## What the task asks
Rewrite the lines starting with the line that contains "of the patio" and going on through the last line, replacing "patio umbrella" with "garden umbrella" and keeping everything else the same.

(Stored entries)
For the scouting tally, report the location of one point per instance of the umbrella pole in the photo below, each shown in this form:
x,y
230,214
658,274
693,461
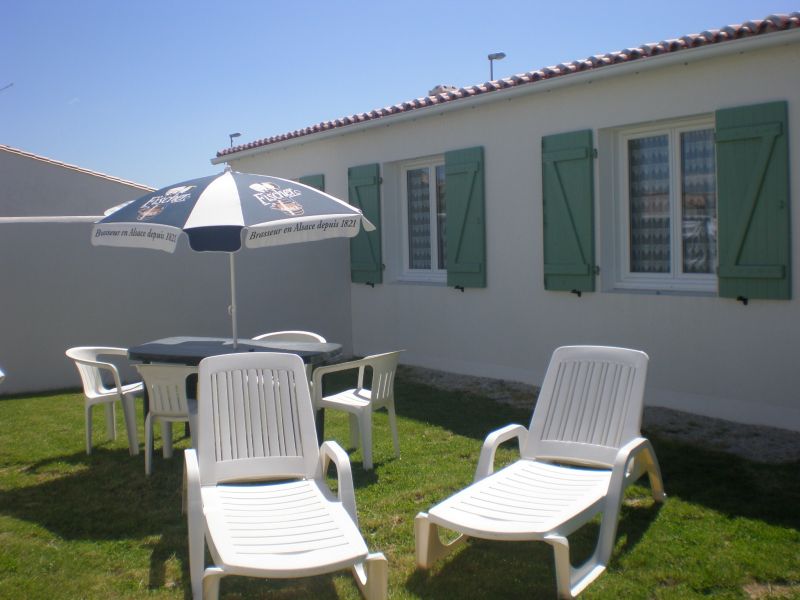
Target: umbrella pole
x,y
232,307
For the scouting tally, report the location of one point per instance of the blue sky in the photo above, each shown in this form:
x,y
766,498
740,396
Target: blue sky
x,y
150,90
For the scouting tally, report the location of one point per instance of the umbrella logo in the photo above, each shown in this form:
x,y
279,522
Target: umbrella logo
x,y
278,198
156,205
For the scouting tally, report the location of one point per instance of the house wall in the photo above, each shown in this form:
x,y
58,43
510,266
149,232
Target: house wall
x,y
59,291
709,355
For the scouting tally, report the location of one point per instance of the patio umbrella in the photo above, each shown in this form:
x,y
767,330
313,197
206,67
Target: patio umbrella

## Response for this exercise
For the scouting tally, report the location of one point per instance of the garden umbrella in the photo above, each shown in this form:
x,y
767,330
313,197
206,67
Target: garden umbrella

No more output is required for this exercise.